§ **REQUIREMENT**: Within the data that follows, how many lines carry the string "Target"? Give the number alone.

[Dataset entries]
= = = =
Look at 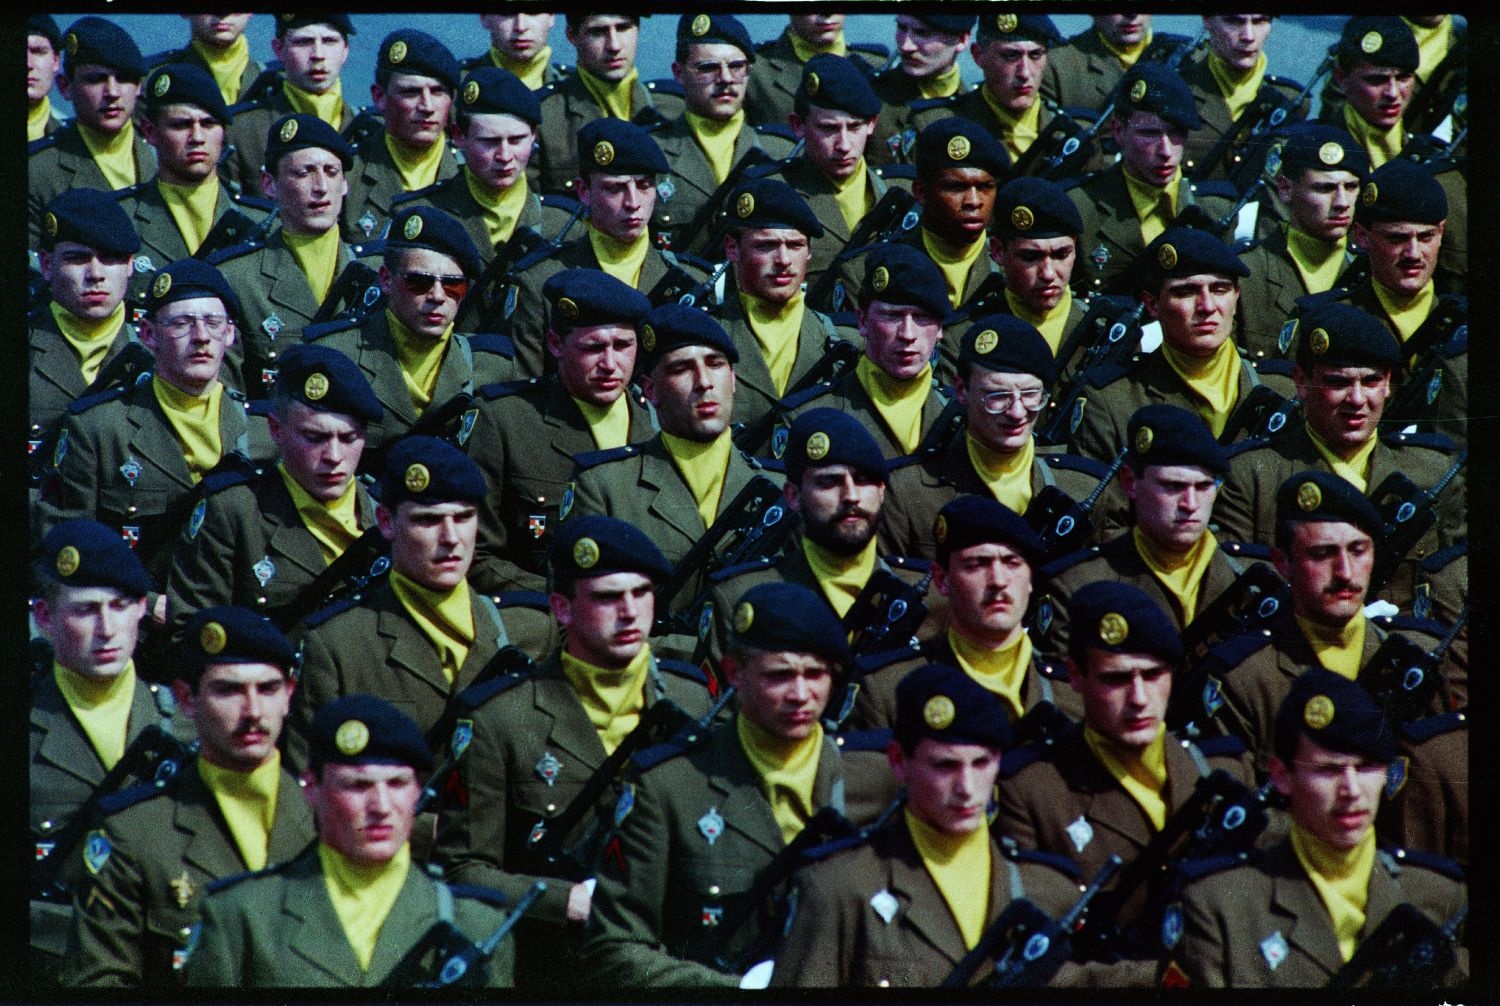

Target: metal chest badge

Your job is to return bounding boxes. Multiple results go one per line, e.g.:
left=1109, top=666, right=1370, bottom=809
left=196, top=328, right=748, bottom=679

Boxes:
left=170, top=870, right=195, bottom=909
left=358, top=210, right=378, bottom=238
left=120, top=457, right=142, bottom=487
left=870, top=888, right=899, bottom=924
left=262, top=313, right=283, bottom=340
left=1066, top=815, right=1094, bottom=853
left=1259, top=930, right=1288, bottom=971
left=1091, top=245, right=1110, bottom=269
left=253, top=556, right=276, bottom=587
left=658, top=177, right=676, bottom=203
left=535, top=751, right=563, bottom=786
left=698, top=805, right=725, bottom=845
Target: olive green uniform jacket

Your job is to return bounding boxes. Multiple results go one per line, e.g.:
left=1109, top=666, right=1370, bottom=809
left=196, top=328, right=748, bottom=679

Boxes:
left=393, top=170, right=578, bottom=275
left=908, top=90, right=1094, bottom=179
left=223, top=75, right=359, bottom=192
left=530, top=73, right=665, bottom=197
left=1178, top=50, right=1308, bottom=182
left=649, top=115, right=797, bottom=252
left=1235, top=228, right=1361, bottom=360
left=743, top=32, right=885, bottom=129
left=1041, top=30, right=1191, bottom=115
left=28, top=124, right=156, bottom=249
left=869, top=66, right=974, bottom=166
left=29, top=306, right=141, bottom=445
left=341, top=130, right=461, bottom=243
left=781, top=366, right=958, bottom=462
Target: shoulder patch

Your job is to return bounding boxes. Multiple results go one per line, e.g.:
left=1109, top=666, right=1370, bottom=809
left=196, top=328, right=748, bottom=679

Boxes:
left=66, top=383, right=131, bottom=415
left=572, top=444, right=639, bottom=471
left=656, top=658, right=709, bottom=686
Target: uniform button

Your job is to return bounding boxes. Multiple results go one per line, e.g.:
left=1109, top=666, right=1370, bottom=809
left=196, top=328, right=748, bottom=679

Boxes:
left=546, top=803, right=556, bottom=813
left=708, top=885, right=720, bottom=896
left=180, top=927, right=192, bottom=940
left=878, top=978, right=890, bottom=987
left=255, top=596, right=267, bottom=606
left=40, top=819, right=53, bottom=832
left=127, top=505, right=138, bottom=514
left=537, top=495, right=546, bottom=503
= = = =
§ **FINAL ANSWER**: 4